## Exercise description
Repeat the lines word for word, starting with the line that has "indicate the roadside" and ending after the line that has "column 199, row 270". Leave the pictures out of your answer.

## Exercise data

....

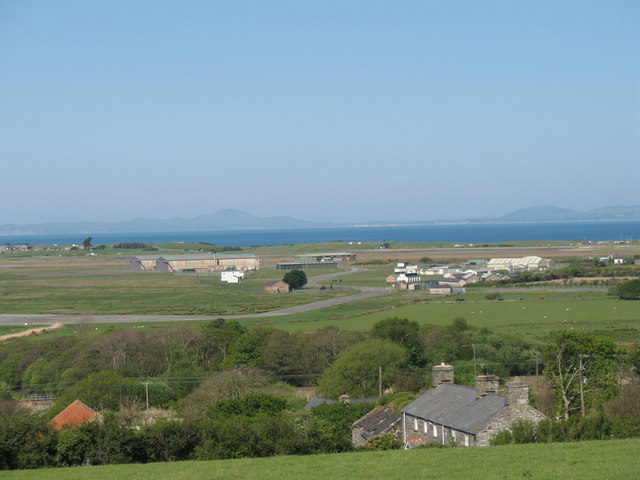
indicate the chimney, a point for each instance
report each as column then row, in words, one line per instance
column 486, row 384
column 517, row 392
column 442, row 373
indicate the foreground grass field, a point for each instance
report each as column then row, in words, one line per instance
column 598, row 460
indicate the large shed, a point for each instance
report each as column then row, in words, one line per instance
column 204, row 262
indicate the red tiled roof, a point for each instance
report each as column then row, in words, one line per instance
column 73, row 416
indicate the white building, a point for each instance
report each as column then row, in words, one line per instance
column 231, row 276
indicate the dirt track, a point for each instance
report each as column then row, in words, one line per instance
column 39, row 319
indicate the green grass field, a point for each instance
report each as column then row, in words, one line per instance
column 141, row 294
column 521, row 313
column 597, row 460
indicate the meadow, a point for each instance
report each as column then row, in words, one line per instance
column 63, row 291
column 597, row 460
column 82, row 284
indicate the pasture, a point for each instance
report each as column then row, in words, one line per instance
column 597, row 460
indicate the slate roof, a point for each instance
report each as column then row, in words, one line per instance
column 377, row 421
column 457, row 407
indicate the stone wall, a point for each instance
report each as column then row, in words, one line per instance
column 505, row 419
column 394, row 429
column 419, row 432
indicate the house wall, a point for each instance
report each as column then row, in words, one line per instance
column 504, row 420
column 394, row 429
column 420, row 432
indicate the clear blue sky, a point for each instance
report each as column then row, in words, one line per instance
column 321, row 110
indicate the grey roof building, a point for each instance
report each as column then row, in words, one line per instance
column 452, row 414
column 379, row 421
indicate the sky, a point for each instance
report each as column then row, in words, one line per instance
column 343, row 111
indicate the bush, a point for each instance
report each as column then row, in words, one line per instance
column 383, row 442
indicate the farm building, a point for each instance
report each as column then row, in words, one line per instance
column 74, row 415
column 325, row 257
column 231, row 276
column 451, row 414
column 278, row 286
column 306, row 266
column 520, row 264
column 206, row 262
column 379, row 421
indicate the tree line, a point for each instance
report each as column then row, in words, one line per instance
column 224, row 388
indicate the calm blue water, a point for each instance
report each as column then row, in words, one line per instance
column 476, row 233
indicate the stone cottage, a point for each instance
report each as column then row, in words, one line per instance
column 379, row 421
column 451, row 414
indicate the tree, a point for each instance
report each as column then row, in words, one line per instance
column 580, row 368
column 295, row 278
column 404, row 333
column 356, row 370
column 100, row 390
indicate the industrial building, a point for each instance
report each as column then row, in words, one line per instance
column 208, row 262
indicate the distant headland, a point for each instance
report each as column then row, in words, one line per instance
column 230, row 219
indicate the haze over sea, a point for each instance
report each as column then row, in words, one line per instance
column 460, row 233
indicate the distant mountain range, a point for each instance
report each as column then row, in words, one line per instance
column 230, row 219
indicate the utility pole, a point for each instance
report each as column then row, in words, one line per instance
column 475, row 369
column 146, row 392
column 582, row 411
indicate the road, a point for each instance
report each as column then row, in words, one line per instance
column 43, row 319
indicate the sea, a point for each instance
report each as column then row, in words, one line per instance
column 603, row 231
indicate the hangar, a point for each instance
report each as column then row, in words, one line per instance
column 207, row 262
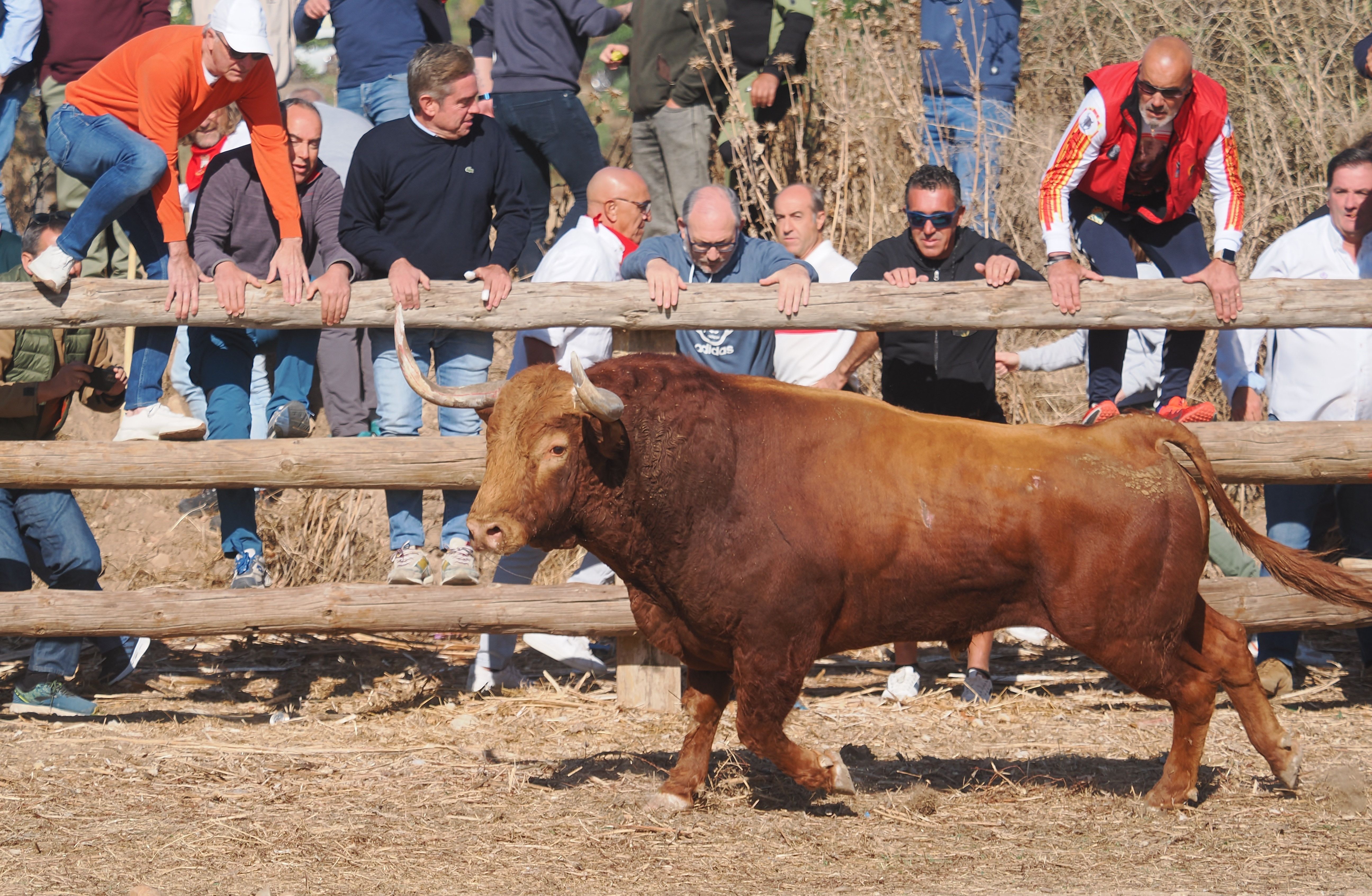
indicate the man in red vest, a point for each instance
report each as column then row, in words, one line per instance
column 1131, row 164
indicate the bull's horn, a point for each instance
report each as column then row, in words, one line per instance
column 592, row 398
column 474, row 397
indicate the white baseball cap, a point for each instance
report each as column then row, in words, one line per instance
column 243, row 25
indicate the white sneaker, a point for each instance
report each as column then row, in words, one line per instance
column 409, row 566
column 902, row 685
column 459, row 565
column 158, row 422
column 568, row 651
column 485, row 680
column 1030, row 634
column 53, row 268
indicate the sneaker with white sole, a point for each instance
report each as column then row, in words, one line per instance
column 121, row 662
column 290, row 422
column 485, row 680
column 459, row 565
column 568, row 651
column 409, row 566
column 53, row 268
column 902, row 685
column 249, row 571
column 158, row 422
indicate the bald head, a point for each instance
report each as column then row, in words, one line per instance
column 619, row 197
column 1164, row 80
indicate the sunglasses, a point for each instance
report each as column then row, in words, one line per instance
column 235, row 55
column 1168, row 94
column 942, row 220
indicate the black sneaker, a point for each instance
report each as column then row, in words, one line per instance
column 120, row 662
column 977, row 687
column 204, row 504
column 290, row 422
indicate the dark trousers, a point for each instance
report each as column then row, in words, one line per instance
column 1178, row 249
column 346, row 385
column 1293, row 512
column 917, row 387
column 44, row 533
column 551, row 128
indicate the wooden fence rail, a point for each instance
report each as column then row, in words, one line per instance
column 1241, row 452
column 573, row 610
column 1115, row 304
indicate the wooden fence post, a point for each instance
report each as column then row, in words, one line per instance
column 647, row 678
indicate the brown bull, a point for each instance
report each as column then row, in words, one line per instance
column 761, row 526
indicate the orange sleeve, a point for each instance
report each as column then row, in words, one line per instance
column 161, row 99
column 263, row 112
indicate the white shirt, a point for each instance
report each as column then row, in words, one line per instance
column 1314, row 374
column 589, row 253
column 1080, row 146
column 807, row 356
column 1142, row 359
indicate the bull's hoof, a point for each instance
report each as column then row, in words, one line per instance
column 843, row 781
column 665, row 802
column 1289, row 768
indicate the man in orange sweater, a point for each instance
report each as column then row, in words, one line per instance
column 119, row 134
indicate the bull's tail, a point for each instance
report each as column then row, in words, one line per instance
column 1293, row 569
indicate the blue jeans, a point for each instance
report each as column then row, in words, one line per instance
column 378, row 101
column 12, row 101
column 973, row 153
column 120, row 167
column 222, row 364
column 1179, row 250
column 1292, row 519
column 549, row 128
column 463, row 359
column 44, row 533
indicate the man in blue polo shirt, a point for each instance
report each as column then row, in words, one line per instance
column 711, row 248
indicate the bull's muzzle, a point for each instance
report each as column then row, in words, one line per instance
column 475, row 397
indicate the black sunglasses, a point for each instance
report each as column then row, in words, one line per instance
column 1168, row 94
column 942, row 220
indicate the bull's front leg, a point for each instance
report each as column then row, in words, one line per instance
column 707, row 693
column 768, row 691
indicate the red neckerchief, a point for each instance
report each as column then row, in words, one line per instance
column 624, row 241
column 201, row 161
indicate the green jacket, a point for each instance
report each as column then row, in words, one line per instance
column 34, row 356
column 665, row 43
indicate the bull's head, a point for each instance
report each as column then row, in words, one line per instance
column 545, row 434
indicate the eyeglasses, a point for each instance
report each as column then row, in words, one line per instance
column 942, row 220
column 235, row 54
column 724, row 248
column 644, row 208
column 1168, row 94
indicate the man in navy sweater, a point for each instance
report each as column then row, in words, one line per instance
column 418, row 205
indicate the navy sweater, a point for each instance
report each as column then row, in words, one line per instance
column 374, row 38
column 538, row 44
column 426, row 200
column 991, row 33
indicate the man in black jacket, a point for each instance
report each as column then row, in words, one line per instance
column 949, row 372
column 942, row 372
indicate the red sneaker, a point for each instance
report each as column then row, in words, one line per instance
column 1101, row 412
column 1180, row 412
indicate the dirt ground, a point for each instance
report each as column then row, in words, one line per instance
column 381, row 776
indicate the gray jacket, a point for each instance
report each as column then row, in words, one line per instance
column 234, row 219
column 725, row 351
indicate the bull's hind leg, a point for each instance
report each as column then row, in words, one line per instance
column 766, row 693
column 1227, row 648
column 707, row 693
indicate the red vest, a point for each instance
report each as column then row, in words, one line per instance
column 1195, row 129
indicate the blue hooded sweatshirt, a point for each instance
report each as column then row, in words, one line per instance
column 990, row 32
column 725, row 351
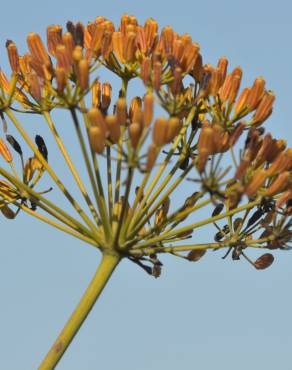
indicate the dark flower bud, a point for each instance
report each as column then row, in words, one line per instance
column 218, row 209
column 41, row 146
column 14, row 143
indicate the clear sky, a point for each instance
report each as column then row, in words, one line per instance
column 214, row 314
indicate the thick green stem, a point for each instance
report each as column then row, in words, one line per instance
column 102, row 275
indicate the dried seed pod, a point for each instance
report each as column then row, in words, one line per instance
column 41, row 146
column 156, row 271
column 148, row 101
column 32, row 165
column 237, row 223
column 222, row 66
column 218, row 236
column 96, row 118
column 255, row 217
column 196, row 254
column 14, row 143
column 5, row 152
column 264, row 261
column 7, row 212
column 280, row 184
column 256, row 182
column 184, row 163
column 236, row 252
column 191, row 200
column 218, row 209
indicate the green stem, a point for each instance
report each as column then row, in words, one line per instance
column 141, row 212
column 61, row 186
column 96, row 286
column 70, row 165
column 185, row 248
column 109, row 182
column 196, row 225
column 99, row 196
column 31, row 194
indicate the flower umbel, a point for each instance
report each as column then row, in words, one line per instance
column 135, row 160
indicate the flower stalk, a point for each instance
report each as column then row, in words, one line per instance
column 137, row 163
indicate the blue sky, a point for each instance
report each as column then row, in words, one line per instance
column 213, row 314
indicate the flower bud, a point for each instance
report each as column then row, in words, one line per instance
column 113, row 127
column 264, row 108
column 130, row 47
column 151, row 28
column 157, row 71
column 264, row 261
column 276, row 147
column 190, row 55
column 256, row 93
column 173, row 128
column 97, row 138
column 222, row 67
column 69, row 44
column 146, row 71
column 63, row 59
column 34, row 85
column 96, row 119
column 151, row 156
column 255, row 183
column 241, row 103
column 13, row 56
column 118, row 46
column 54, row 38
column 106, row 95
column 134, row 134
column 96, row 94
column 159, row 133
column 61, row 79
column 37, row 48
column 135, row 112
column 148, row 101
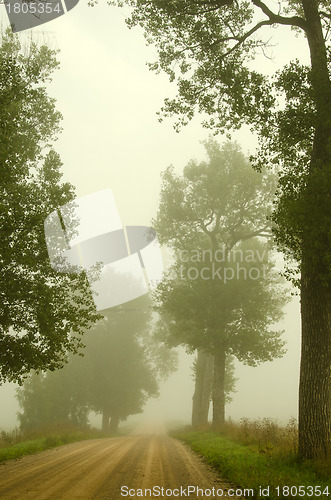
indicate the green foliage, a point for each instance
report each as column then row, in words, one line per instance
column 213, row 209
column 42, row 312
column 118, row 372
column 207, row 48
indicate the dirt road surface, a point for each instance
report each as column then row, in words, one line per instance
column 99, row 468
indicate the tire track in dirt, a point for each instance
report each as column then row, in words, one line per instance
column 97, row 469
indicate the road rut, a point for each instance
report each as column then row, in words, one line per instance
column 99, row 468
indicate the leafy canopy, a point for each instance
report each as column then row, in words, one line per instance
column 42, row 312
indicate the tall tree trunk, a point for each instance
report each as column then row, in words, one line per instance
column 203, row 386
column 314, row 390
column 105, row 421
column 218, row 388
column 113, row 426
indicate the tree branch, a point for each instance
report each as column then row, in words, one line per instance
column 277, row 19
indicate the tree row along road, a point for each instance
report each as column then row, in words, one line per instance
column 99, row 468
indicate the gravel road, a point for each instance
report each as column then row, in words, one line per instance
column 113, row 469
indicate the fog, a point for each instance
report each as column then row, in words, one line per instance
column 111, row 138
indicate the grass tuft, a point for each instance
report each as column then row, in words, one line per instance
column 259, row 454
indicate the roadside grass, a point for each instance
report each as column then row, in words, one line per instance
column 15, row 444
column 260, row 454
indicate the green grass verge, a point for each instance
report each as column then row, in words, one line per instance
column 247, row 468
column 17, row 450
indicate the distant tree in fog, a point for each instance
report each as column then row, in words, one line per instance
column 120, row 369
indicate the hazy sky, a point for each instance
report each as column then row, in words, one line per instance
column 112, row 138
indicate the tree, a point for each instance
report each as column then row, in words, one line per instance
column 220, row 293
column 207, row 46
column 118, row 372
column 51, row 399
column 203, row 374
column 42, row 313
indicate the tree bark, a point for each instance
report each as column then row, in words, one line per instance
column 314, row 389
column 105, row 421
column 114, row 422
column 203, row 386
column 218, row 388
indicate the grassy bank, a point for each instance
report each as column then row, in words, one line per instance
column 15, row 444
column 251, row 466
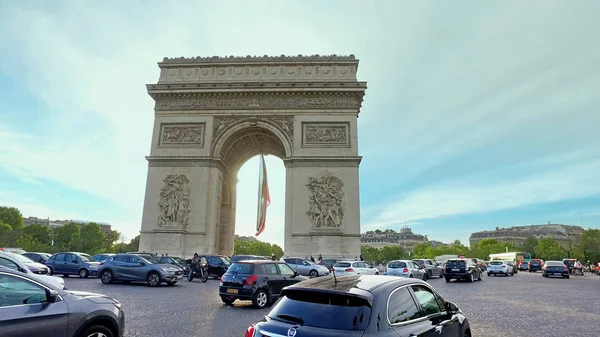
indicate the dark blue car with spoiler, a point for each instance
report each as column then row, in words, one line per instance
column 361, row 305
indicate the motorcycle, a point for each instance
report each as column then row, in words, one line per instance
column 199, row 270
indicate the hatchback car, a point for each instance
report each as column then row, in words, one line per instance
column 361, row 305
column 30, row 307
column 260, row 281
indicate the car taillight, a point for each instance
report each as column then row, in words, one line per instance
column 250, row 331
column 251, row 280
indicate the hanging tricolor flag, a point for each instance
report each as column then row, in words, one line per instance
column 264, row 199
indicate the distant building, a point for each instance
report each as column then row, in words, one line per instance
column 565, row 235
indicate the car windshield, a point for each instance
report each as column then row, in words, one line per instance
column 323, row 310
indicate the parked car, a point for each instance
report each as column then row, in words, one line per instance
column 354, row 268
column 555, row 268
column 31, row 307
column 38, row 257
column 101, row 257
column 73, row 263
column 462, row 269
column 432, row 269
column 307, row 268
column 132, row 267
column 361, row 305
column 8, row 262
column 500, row 268
column 405, row 268
column 260, row 281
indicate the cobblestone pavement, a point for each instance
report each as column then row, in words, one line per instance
column 524, row 305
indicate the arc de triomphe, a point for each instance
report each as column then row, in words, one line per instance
column 212, row 114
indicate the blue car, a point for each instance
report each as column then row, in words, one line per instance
column 131, row 267
column 73, row 263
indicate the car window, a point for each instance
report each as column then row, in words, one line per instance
column 17, row 291
column 402, row 307
column 285, row 269
column 270, row 269
column 427, row 300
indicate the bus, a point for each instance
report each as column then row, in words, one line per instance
column 515, row 257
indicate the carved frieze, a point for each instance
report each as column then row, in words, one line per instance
column 325, row 134
column 174, row 202
column 227, row 102
column 182, row 134
column 326, row 202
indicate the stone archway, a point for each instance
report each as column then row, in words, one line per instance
column 213, row 114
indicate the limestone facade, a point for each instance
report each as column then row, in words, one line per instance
column 213, row 114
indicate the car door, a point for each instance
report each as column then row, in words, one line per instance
column 22, row 312
column 432, row 307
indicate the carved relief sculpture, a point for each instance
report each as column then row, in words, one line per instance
column 174, row 201
column 326, row 203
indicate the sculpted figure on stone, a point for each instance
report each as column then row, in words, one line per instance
column 174, row 201
column 326, row 208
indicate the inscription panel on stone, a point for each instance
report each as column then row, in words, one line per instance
column 325, row 134
column 182, row 135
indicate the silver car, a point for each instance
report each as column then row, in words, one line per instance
column 307, row 268
column 405, row 268
column 30, row 307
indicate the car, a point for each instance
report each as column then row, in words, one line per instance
column 306, row 267
column 500, row 268
column 31, row 307
column 555, row 268
column 38, row 257
column 73, row 263
column 432, row 269
column 462, row 269
column 405, row 268
column 362, row 305
column 354, row 268
column 260, row 281
column 133, row 267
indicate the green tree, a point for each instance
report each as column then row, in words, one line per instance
column 549, row 249
column 11, row 216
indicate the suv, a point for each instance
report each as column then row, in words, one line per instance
column 30, row 307
column 461, row 269
column 260, row 281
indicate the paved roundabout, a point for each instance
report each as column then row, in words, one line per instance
column 524, row 305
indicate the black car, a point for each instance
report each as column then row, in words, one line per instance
column 260, row 281
column 555, row 268
column 462, row 269
column 362, row 305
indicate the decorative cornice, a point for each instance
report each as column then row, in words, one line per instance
column 265, row 58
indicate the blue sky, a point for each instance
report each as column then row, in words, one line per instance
column 477, row 114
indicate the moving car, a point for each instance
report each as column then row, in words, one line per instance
column 362, row 305
column 555, row 268
column 30, row 307
column 307, row 268
column 132, row 267
column 500, row 268
column 73, row 263
column 405, row 268
column 461, row 269
column 260, row 281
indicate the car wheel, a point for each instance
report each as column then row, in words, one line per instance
column 97, row 331
column 106, row 277
column 153, row 279
column 260, row 299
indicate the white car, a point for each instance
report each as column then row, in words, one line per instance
column 500, row 268
column 353, row 268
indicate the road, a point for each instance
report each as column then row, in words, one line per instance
column 524, row 305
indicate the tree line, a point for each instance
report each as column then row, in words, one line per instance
column 586, row 248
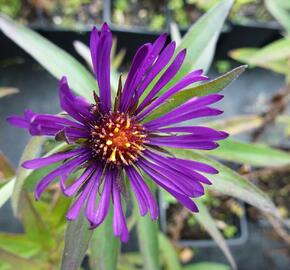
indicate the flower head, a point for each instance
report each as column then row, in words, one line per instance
column 108, row 141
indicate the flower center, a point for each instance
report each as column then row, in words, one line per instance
column 117, row 139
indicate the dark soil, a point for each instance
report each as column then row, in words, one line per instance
column 181, row 225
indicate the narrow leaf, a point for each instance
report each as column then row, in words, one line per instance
column 231, row 183
column 210, row 87
column 20, row 263
column 54, row 59
column 31, row 150
column 206, row 220
column 280, row 9
column 168, row 253
column 207, row 266
column 250, row 153
column 6, row 192
column 77, row 238
column 18, row 244
column 104, row 246
column 202, row 35
column 147, row 231
column 35, row 229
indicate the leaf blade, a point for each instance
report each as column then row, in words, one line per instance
column 52, row 58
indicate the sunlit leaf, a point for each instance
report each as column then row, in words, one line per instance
column 31, row 150
column 6, row 191
column 104, row 246
column 237, row 124
column 54, row 59
column 280, row 9
column 200, row 37
column 17, row 262
column 277, row 50
column 18, row 244
column 250, row 153
column 248, row 56
column 77, row 238
column 168, row 253
column 210, row 87
column 231, row 183
column 206, row 220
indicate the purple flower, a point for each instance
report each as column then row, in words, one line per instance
column 108, row 141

....

## Correct response
indicate the roadside grass, a point for each instance
report each as column then row, in words, one line per instance
column 15, row 444
column 260, row 454
indicate the green grass verge, a point for each instance
report each as column then row, in words, one line per instance
column 247, row 468
column 17, row 450
indicate the distant tree in fog, a point for each instance
report each as column then row, in words, one line per instance
column 120, row 369
indicate the hazy sky, a point for each instance
report each as column then row, in words, one line per instance
column 112, row 138
indicate the tree, a point for each instance
report each as column then row, in words, one line per instance
column 220, row 293
column 207, row 46
column 118, row 372
column 51, row 399
column 203, row 374
column 42, row 313
indicate the tree bark, a point for each instance
report each as column then row, in words, one line per instance
column 314, row 389
column 105, row 421
column 114, row 422
column 203, row 386
column 218, row 388
indicate the grassy bank, a point for each instance
report each as column then row, in words, one line per instance
column 15, row 444
column 251, row 466
indicate the dark blue car with spoiler, a point for each instance
report each as column then row, in words, one line per instance
column 361, row 305
indicate the motorcycle, a point for each instance
report each as column then row, in words, one line per instance
column 199, row 270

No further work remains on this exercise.